* [Instructions to follow]
What you return should match the data word for word, minus the images.

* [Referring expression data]
────────────────

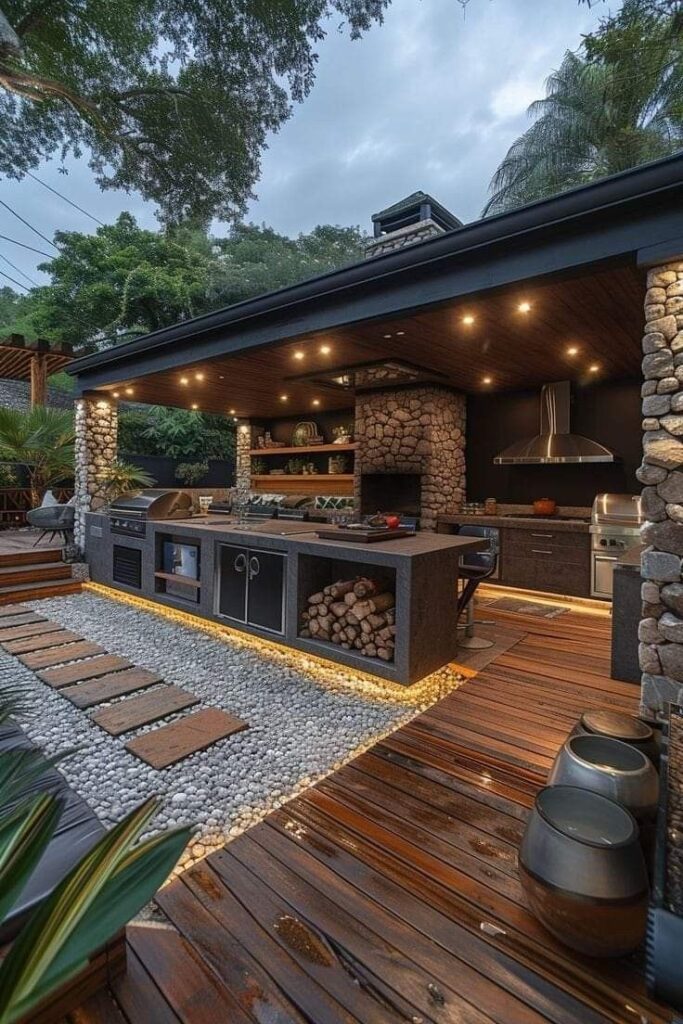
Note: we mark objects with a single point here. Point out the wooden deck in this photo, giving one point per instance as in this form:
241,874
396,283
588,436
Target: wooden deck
389,893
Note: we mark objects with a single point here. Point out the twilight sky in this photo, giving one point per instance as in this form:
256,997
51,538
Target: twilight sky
431,99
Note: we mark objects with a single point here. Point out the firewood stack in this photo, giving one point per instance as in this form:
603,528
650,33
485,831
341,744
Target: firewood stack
357,614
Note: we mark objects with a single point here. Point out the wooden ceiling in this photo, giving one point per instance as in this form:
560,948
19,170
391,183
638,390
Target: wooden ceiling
585,329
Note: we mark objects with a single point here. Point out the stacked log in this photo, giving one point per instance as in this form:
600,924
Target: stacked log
356,614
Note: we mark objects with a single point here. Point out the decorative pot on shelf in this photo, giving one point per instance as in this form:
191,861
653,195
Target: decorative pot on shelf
611,768
616,725
583,871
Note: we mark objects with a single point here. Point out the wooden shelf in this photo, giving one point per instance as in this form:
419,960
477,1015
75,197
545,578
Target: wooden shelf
176,578
304,450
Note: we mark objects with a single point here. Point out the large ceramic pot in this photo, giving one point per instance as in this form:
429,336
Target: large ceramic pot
583,871
615,725
610,768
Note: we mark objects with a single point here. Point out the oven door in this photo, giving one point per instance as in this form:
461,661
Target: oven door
602,568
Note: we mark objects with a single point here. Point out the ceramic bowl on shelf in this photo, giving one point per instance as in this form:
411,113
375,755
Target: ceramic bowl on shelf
611,768
583,871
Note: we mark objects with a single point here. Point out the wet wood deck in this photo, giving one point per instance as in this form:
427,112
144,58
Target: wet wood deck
389,892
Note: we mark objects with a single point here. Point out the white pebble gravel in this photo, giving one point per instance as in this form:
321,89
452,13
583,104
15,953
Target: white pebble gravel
304,721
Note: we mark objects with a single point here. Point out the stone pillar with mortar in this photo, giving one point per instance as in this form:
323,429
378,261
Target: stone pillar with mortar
96,428
660,632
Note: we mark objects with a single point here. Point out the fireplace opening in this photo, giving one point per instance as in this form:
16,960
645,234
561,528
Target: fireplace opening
396,493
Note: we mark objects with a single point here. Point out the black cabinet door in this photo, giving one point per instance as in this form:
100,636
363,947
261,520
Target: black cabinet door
266,590
232,582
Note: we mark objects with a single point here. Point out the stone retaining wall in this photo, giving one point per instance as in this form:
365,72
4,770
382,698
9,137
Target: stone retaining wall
660,632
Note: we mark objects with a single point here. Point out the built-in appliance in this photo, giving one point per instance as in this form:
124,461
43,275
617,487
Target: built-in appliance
555,442
615,521
129,514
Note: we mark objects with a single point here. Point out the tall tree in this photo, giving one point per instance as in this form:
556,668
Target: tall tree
171,97
615,103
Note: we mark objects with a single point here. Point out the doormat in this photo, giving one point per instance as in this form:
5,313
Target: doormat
527,607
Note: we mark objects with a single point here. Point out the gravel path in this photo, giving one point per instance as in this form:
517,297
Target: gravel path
305,719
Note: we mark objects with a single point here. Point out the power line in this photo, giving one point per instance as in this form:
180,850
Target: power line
66,199
40,252
34,229
19,270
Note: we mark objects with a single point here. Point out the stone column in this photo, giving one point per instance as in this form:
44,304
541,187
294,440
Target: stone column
96,426
660,631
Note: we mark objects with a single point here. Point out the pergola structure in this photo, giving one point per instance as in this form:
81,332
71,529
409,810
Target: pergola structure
34,361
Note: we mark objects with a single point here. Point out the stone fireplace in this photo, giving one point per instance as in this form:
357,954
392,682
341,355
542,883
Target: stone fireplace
415,437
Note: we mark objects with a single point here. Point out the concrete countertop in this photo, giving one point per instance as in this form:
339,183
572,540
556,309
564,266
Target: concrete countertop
516,522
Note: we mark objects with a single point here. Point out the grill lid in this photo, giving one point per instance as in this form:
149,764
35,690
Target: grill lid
152,504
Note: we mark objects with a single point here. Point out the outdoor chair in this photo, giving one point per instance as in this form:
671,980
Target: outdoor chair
474,568
52,519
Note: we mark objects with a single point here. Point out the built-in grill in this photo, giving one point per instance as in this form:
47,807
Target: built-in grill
615,521
129,514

────────────────

* [Task solution]
Note: we mark objects with a single point here. Point out the wooden deck in this photo, giving one point per instance as in this form:
241,874
396,283
588,436
Target: wooden deck
389,893
Note: we mark objects with a single point here. Point out the twilight sky in this photo, giving one point per instance as in this form:
256,997
51,538
Target: twilight sky
431,99
Note: we mark objects with a single point here. Point out the firewood stack in this photo, giving one point per instance as in this form:
603,528
650,33
485,831
341,744
Target: firewood stack
357,614
Note: we mark objects with a single point here. Point out the wooden ceiling in this photo, giving one point per instance as in this form:
560,948
19,170
391,183
638,390
Target: wooden ceiling
585,329
Note: we mark objects with a single point here. Point out the stacked log in this photo, giving one point per instance as in this form:
600,924
Target: stacked log
356,614
Note: we mark objects with a single point here. Point out the decorative pot on shelf in this photo, giving one point per instance as in this form:
191,861
653,195
Target: decorative pot on shelf
611,768
616,725
583,871
Note: we mark objects with a single point here. Point out the wooden shelf in this photo, giving one point per instance as in this form:
419,960
477,1015
75,197
545,578
Target: wooden shelf
176,578
304,450
Note: we mark objects with a single point here. Point out the large ceramic pot in this photo, giving one point per instance as in this form:
429,336
Target: large ceramic pot
583,871
615,725
610,768
Note: we mark objects with a single point here. Point out the oven door in this photo, giving one point per instance as in this form:
461,661
Target: oven door
602,568
Note: we mark objects with a single point here. Point out the ceramic bowl on shelf in this photo, giving one point per instance as in this form:
411,113
375,755
Target: ceramic bowl on shelf
611,768
583,871
Note: we mark objects with a single point here. Point out the wet wood deck in this photo, giving one point per instance as in this form:
427,112
144,58
Target: wet wood deck
389,892
Note: we mark objects with a single point here. Point out the white pebble gravel in this photo, giving one point per instance as in this form:
321,89
452,13
583,104
15,953
Target: white pebble gravel
304,721
Note: we mark objects with a single point here. Point out the stone pillar with mortar in this photo, giving one point per instance as in this form:
323,429
378,261
Target: stone pillar with mortar
96,428
660,632
Note: we mark objects with a single point here. Point out the fireplace opening in this photo, giving one point per instance as in this form:
16,960
645,234
561,528
Target: fireplace opening
396,493
Note: we mark objects with a single point here. Point out the black cabinet door in this photo, giving one point per instance as in this form:
100,636
363,947
261,520
Target: black cabinet door
266,590
232,582
Note: we mark objects with a single point here. Point out the stone retaining wall in this photo, giving one point per instance as in this form:
365,72
4,770
382,698
9,137
Target: stone retaining wall
660,632
Note: we mark objects with a single point here. Point out the built-in appliance in this photo, giving one point per instance as in this form:
124,461
43,275
617,487
Target: built-in appliance
555,442
615,521
129,514
Note: we mark objects with a single point here. Point out the tall tree in this photo, giving one point per instance as in this form:
556,668
Target: tall tree
171,97
615,103
Note: we mark objects with a single point here. Point out the doormat in this photo, giving one point per instance as in this form:
5,313
Target: doormat
527,607
Note: we mark objects with a single point here. Point out the gravel path in this photo, giving one point per instance as in this form:
517,297
Target: gravel path
305,719
Note: we mark objects with a single point here. Point out the power line in this photo, giving one point per instance as in this form:
180,850
Target: power line
66,199
40,252
34,229
19,270
Note: we mark objects with a single point here. Point out the stone column in this photo, giving one point per instance as in this form:
44,304
541,187
294,440
Target: stone column
96,426
660,631
Note: we mark objects with a single point here. Point out the pergola structure in this photo, giving one point per instance as in this form:
81,332
71,529
409,810
Target: pergola structure
34,361
Note: we mark objects with a single point here. Point out the stone fireplace in this photo, giving one point per instance as in this form:
357,954
392,682
341,355
542,883
Target: stone fireplace
415,437
Note: we mark objects with a single point here. Point out the concrete countertop in this photo, giving one point per instance as in this form:
339,183
572,540
556,309
564,266
Target: concrete countertop
516,522
Note: we mark objects with a single point here. Point out the grill lid in this photo, giving one point per instance as in this form:
149,764
35,690
Target: grill lid
152,504
Note: we mark objects with a single point here. Point out the outdoor chair in this photo, giving one point per instance as in this form:
671,980
Target: outdoor chair
474,568
52,519
Note: we mark objects with a single point here. Point out the built-in grill in this photo, giving one point per instance as in this form:
47,807
Target: built-in grill
615,521
129,514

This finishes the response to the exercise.